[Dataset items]
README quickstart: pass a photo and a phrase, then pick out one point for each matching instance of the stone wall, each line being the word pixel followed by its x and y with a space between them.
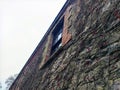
pixel 91 59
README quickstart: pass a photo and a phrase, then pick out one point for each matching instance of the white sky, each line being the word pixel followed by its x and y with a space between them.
pixel 22 25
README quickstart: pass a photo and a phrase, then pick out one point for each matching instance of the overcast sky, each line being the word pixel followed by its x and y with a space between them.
pixel 22 25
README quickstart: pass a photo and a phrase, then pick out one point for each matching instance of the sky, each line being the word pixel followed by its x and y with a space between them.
pixel 22 25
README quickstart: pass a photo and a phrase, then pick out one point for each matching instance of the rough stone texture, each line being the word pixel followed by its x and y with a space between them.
pixel 90 60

Work to complete: Print every entry exactly; omit the pictures.

Answer to this problem:
README quickstart: pass a photo and a phrase, then pick out one point for each matching instance of the stone wall, each line being the word pixel followed by its x and y with a space between them.
pixel 91 59
README quickstart: pass a photo and a phrase, then pick out one point for each matching instance of the white sky, each line being the word pixel followed by its x and y with a space between them.
pixel 22 25
README quickstart: pass a photo and a phrase, then pick out one point for each matching instance of the overcast sky, each line being the word pixel followed by its x and y with a space between them.
pixel 22 25
README quickstart: pass a photo and a phrase, then pick out one point for each matching instance of the sky, each line being the word pixel followed by its x and y with a space between them.
pixel 22 25
README quickstart: pass a photo and a phrase, then pick out one point for each matching instance of the rough stone texture, each line being the word pixel followed by its x and y with a space between them.
pixel 90 60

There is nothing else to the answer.